======== Textauszug

Auch die Gas- und Wärmeversorgung ist von den russischen Angriffen stark beeinträchtigt worden. Von 16 Heizkraftwerken sollen im Frühjahr elf beschädigt und nicht einsatzbereit gewesen sein. Manche Kraftwerke produzieren sowohl Strom als auch Wärme. Die Schäden sollen auch hier mehrere Milliarden US-Dollar betragen. Gaspipelines wurden ebenfalls getroffen, aber wohl bereits teilweise wieder repariert. Auch die Gasverteilerstationen sollen größtenteils noch einsatzbereit und in Betrieb sein. Für den kommenden Winter wird es aber wahrscheinlich nötig sein, einen Überschuss an Produktionskapazitäten bereitzuhalten, um mögliche Angriffe auf die Infrastruktur kompensieren zu können. Obwohl auch Tankstellen und Treibstoffdepots getroffen wurden, konnte ein im vergangenen Jahr drohender Benzinmangel bislang abgewendet werden.

Internet

Wegen der Stromausfälle ist auch das Internet in Teilen der Ukraine immer wieder ausgefallen. Anders als erwartet, erweisen sich die Telekommunikationskanäle trotz des Krieges aber insgesamt als relativ stabil, was wohl auch damit zu tun hat, dass die russische Armee ebenfalls teilweise auf das Telefonnetz angewiesen ist. Die oft nicht ganz verlässliche Internetverbindung hat aber wahrscheinlich weiter zur Abwanderung qualifizierter Arbeitskräfte beigetragen und laut dem Bericht der Weltbank durch verzögerte Banktransfers zu wirtschaftlichem Stillstand geführt. Viele Ukrainer halfen sich aber auch beim Thema Internet selbst: Der satellitengestützte Internetzugang Starlink, den Elon Musks Firma Space-X anbietet, wird in der Ukraine sowohl von Unternehmen als auch von der Armee genutzt.

Verkehr

Der Verkehr in der Ukraine ist in Teilen ebenfalls stark beeinträchtigt. Flugreisen aus und in das Land sind nach wie vor nicht möglich, einerseits wegen der anhaltenden russischen Luftangriffe, andererseits weil einige der Flughäfen bei Kämpfen beschädigt wurden. Exporte über das Meer finden praktisch nur noch wegen des Getreideabkommens statt, das die Ausfuhr von Lebensmitteln über das Schwarze Meer mit Kontrollen in Istanbul gewährleistet. Das Straßennetz ist größtenteils benutzbar, in den ehemals besetzten Gebieten kam es in der Vergangenheit aber vereinzelt zu Unfällen mit Minen. Es wird geschätzt, dass es Jahrzehnte dauern könnte, die von den Kriegsparteien ausgelegten Minen zu entschärfen. Trotz Angriffen auf das Schienennetz gilt die Bahn in der Ukraine als sehr verlässlich. Auch die Armee nutzt das weitverzweigte Schienennetz intensiv. Nach wie vor verkehren oft mehrmals täglich Züge zwischen ukrainischen Städten und auch ins Ausland, wie nach Polen, von wo aus es direkte Verbindungen nach Kiew gibt.

================
======== Angezeigte Zeilen

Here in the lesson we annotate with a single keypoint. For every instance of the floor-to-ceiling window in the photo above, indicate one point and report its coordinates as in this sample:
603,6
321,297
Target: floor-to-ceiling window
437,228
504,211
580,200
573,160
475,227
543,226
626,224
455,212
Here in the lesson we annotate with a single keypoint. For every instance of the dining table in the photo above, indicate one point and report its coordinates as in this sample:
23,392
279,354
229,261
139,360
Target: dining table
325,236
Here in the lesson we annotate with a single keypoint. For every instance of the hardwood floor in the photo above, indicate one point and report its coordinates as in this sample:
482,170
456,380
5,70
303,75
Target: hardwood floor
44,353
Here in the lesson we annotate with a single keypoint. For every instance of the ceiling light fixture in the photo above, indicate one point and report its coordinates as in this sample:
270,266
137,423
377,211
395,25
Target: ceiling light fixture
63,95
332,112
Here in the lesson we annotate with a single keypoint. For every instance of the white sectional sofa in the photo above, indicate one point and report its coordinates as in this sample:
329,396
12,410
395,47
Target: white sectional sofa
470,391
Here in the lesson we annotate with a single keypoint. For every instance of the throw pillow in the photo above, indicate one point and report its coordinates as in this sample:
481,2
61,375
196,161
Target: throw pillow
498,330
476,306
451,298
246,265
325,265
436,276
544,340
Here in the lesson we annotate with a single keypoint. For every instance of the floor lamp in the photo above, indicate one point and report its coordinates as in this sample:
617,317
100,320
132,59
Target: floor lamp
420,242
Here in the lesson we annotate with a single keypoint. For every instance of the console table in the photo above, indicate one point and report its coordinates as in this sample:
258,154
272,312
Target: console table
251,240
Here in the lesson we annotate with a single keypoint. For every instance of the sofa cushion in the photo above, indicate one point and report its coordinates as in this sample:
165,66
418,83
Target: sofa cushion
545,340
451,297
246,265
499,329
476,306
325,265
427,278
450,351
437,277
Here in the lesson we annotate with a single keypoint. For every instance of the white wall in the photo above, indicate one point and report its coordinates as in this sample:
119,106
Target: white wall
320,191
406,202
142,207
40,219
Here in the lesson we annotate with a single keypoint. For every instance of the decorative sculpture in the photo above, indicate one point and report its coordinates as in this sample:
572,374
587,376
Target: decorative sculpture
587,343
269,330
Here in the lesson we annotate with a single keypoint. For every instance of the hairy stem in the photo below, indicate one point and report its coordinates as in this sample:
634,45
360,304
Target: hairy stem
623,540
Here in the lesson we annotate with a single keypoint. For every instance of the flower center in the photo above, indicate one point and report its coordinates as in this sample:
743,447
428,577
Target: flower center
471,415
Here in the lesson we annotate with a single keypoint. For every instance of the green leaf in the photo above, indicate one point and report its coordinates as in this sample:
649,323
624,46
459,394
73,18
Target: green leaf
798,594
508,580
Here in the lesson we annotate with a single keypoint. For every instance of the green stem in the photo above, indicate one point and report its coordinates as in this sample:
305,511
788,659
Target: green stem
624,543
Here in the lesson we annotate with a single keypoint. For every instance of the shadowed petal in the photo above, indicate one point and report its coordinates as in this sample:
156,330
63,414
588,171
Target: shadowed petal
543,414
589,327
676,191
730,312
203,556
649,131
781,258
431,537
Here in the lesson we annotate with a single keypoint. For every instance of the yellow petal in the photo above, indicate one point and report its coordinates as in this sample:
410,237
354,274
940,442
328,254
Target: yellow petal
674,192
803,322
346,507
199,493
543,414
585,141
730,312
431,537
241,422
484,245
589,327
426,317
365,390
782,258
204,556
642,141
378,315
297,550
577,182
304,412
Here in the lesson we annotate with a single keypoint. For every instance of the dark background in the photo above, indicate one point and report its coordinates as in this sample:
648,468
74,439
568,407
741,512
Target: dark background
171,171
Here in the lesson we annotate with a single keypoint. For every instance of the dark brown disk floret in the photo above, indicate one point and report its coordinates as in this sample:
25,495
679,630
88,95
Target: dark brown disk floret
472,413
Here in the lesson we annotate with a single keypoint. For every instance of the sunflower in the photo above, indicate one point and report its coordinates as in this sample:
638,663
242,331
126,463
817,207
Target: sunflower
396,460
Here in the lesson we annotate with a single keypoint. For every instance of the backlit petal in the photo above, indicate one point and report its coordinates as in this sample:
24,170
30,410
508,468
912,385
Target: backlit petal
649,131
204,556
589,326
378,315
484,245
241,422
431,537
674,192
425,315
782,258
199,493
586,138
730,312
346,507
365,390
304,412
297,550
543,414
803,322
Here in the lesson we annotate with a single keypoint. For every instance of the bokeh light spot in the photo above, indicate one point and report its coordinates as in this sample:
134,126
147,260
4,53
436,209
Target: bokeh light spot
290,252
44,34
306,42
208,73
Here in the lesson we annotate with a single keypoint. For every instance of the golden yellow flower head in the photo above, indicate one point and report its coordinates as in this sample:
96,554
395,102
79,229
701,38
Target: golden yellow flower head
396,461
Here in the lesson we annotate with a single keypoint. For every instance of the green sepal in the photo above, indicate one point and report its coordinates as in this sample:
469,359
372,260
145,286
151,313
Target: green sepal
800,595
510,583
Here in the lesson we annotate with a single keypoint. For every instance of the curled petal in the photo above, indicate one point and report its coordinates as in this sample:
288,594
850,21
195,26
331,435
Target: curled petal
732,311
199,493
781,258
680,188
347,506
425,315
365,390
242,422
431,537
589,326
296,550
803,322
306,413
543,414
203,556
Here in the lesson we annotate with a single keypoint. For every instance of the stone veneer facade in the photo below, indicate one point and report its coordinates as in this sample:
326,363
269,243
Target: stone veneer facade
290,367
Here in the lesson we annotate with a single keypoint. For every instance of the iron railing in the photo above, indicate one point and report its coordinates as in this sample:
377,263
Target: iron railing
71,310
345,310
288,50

================

Wie viele der 16 Heizkraftwerke sollen laut dem Textauszug im Frühjahr beschädigt und nicht einsatzbereit gewesen sein?

Elf der 16 Heizkraftwerke.